** Source material follows **

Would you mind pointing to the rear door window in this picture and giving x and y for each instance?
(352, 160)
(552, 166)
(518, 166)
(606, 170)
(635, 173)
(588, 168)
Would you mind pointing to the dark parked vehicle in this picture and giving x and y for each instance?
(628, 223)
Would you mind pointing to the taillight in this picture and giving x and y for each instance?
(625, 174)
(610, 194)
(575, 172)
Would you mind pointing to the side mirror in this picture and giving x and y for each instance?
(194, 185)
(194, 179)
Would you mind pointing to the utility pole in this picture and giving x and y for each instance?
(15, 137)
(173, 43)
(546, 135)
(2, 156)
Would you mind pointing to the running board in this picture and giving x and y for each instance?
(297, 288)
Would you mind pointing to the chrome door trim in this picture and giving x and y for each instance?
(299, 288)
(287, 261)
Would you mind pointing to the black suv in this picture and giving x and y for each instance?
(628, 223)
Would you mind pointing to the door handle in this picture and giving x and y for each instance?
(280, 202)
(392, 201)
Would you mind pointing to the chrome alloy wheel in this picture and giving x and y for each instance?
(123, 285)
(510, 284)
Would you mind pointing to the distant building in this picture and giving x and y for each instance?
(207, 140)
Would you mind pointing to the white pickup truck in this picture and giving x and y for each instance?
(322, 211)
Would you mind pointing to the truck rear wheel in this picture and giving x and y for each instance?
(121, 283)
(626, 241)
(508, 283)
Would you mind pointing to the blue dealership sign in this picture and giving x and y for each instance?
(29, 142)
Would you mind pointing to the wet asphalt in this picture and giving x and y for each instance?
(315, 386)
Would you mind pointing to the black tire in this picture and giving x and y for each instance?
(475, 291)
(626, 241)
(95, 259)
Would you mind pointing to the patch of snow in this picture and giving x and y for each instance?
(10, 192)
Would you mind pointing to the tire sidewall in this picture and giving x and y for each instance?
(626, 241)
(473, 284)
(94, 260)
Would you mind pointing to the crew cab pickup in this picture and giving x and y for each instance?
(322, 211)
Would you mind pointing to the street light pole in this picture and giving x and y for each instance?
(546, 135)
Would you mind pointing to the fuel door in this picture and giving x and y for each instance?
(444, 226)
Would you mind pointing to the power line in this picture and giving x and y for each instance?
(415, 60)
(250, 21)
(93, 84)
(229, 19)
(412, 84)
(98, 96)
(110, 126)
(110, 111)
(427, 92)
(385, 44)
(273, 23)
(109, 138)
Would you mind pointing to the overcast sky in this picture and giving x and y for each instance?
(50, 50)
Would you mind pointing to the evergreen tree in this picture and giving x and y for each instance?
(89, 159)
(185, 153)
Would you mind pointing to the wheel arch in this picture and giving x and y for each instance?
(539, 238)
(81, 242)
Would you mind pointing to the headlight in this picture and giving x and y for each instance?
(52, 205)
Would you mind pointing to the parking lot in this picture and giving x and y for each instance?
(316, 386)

** End of Source material **

## Task brief
I would like you to output every record exactly as written.

## Written response
Would you mind pointing to the rear door window in this picture and giving x and y for each instance?
(352, 160)
(552, 166)
(518, 166)
(606, 170)
(635, 173)
(588, 168)
Would you mind pointing to the dark parked vehicle in this picture and giving x and y for each instance?
(628, 223)
Would you mind pointing to the taillight in this picture and giving x and y for each instance?
(625, 174)
(610, 194)
(575, 172)
Would you mind pointing to the side mirror in this picture and giving x and y for each instance?
(194, 185)
(194, 179)
Would you mind pointing to the utility pole in this picture and giving x and y for each instance?
(15, 137)
(173, 43)
(546, 135)
(2, 156)
Would you mind pointing to the running board in this picture and giving x and y for each instance?
(297, 288)
Would you mind pointing to the chrome door trim in this picture and giving x and y for each instance?
(299, 288)
(287, 261)
Would you mind pointing to the black suv in this picture and giving x and y for each instance?
(628, 223)
Would you mind pointing to the door handle in this picture and giving x and y for each instance?
(280, 202)
(392, 201)
Would you mind pointing to the chrome alloy wheel in this picture and giving x and y for each instance?
(123, 285)
(510, 284)
Would you mind pointing to the distant building in this picture and giving x and y for each instance?
(207, 140)
Would you mind pointing to the white pickup truck in this picture and giving x and y for each instance?
(322, 211)
Would you mind pointing to the truck rear wheel in this picture and giving x and y for each instance?
(121, 283)
(626, 241)
(508, 283)
Would you mind pointing to the blue dealership sign in this picture and giving x and y for each instance?
(29, 142)
Would you mind pointing to the wet asphalt in this picture and giving x and y for each instance?
(315, 386)
Would you mind pointing to the black tire in this picture and giving x and y for each instance?
(475, 291)
(626, 241)
(95, 259)
Would you mind pointing to the patch of snow in this picture and giving x and y for each instance?
(10, 192)
Would you mind pointing to the tire sidewall in this picture and giving x and y for each instance?
(626, 241)
(473, 284)
(94, 260)
Would you mind pointing to the crew cab pickup in this picture and giving x and y for each instance?
(322, 211)
Would you mind pointing to the street light pole in this picture and giving x and y for each instance?
(546, 135)
Would you mind pointing to the fuel door in this picture and giving x and y for each instance?
(444, 226)
Would you mind pointing to the power line in this picture and giving x and y for each instance?
(415, 60)
(250, 21)
(93, 84)
(229, 19)
(412, 84)
(98, 96)
(110, 126)
(110, 111)
(427, 92)
(385, 44)
(273, 23)
(109, 138)
Would you mind pointing to the overcast sky in this picture and giving x and y for each instance?
(50, 50)
Would you mind pointing to the evergreen tree in this picture and giving x and y for each instance?
(89, 159)
(185, 153)
Would you mind pointing to the wheel arch in this picture and giving x and y for each instance?
(539, 238)
(81, 242)
Would you mind pointing to the headlight in this picture and giving x and y for each instance?
(52, 205)
Would you mind pointing to the parking lot in this picture and giving x and y for each instance?
(316, 386)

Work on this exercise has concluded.